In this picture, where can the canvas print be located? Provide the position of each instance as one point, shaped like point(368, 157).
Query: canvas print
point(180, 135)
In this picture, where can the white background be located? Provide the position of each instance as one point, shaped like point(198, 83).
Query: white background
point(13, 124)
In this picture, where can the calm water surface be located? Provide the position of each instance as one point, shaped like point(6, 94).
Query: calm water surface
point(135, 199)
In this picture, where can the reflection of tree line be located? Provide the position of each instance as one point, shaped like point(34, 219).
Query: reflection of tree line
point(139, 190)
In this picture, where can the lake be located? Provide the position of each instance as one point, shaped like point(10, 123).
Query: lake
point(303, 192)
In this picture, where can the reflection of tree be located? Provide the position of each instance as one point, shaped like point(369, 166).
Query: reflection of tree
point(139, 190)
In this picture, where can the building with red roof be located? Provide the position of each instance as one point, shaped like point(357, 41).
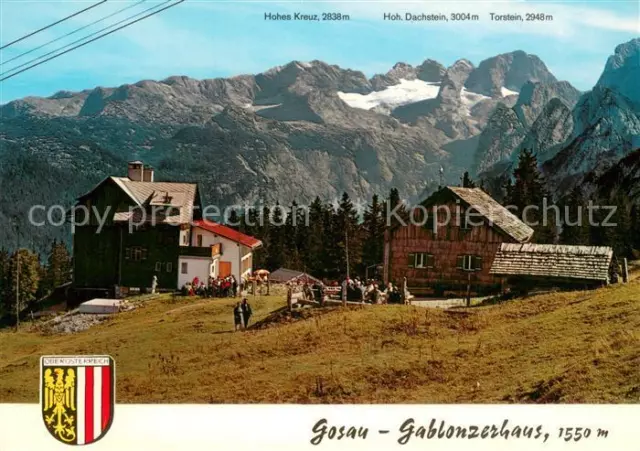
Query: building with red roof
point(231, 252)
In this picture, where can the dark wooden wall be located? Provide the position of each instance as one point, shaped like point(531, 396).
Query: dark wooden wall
____
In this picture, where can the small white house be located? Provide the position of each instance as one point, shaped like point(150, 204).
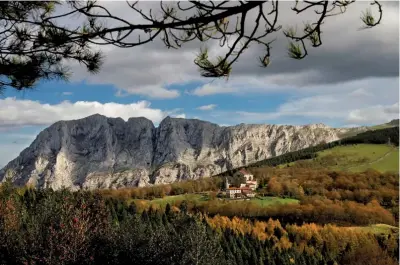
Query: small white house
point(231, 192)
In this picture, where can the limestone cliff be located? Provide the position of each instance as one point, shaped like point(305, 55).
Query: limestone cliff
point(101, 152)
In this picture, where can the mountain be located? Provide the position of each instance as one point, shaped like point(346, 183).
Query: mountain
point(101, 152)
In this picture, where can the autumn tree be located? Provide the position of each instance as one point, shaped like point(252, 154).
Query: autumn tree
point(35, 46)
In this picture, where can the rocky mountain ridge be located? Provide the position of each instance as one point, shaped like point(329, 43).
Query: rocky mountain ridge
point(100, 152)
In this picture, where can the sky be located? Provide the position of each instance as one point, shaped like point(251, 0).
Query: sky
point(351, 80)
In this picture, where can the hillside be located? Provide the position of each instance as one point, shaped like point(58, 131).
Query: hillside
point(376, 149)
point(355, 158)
____
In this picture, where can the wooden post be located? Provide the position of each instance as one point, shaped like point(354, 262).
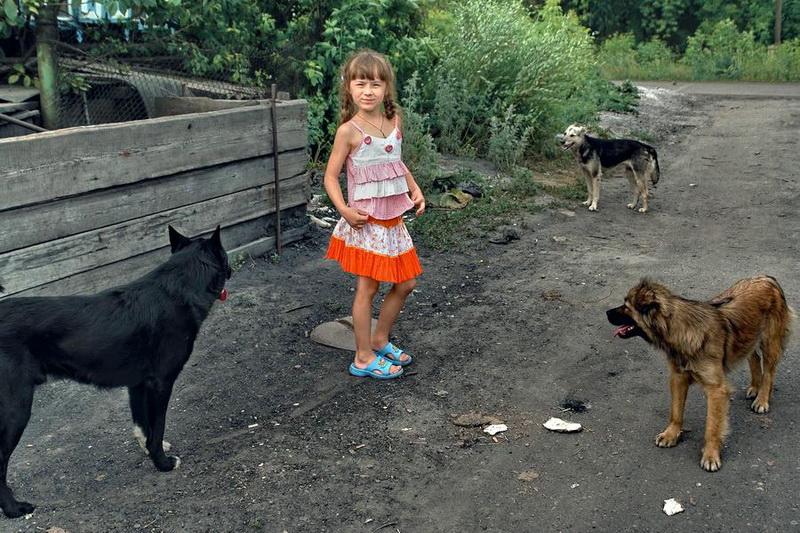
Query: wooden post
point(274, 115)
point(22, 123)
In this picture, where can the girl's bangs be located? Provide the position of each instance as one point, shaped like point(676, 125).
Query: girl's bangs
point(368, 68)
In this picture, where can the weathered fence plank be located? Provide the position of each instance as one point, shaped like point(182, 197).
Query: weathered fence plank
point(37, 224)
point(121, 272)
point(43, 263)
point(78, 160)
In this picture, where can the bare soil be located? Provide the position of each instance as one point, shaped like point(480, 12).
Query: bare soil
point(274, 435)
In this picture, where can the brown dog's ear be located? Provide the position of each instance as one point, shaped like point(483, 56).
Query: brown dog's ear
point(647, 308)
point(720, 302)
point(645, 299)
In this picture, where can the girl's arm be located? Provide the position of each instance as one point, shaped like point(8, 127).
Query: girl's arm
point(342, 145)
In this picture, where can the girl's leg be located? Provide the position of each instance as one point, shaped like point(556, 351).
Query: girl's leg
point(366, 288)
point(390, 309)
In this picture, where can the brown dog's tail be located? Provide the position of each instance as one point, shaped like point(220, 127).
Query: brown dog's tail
____
* [Required task] Gather every line in the items above that contains the word "bangs", treating uppercase and lowercase as different.

* [Output of the exercise]
In this picture, where can the girl's bangs be located? Provide the position of each instance as one point, shaped like point(676, 125).
Query: girl's bangs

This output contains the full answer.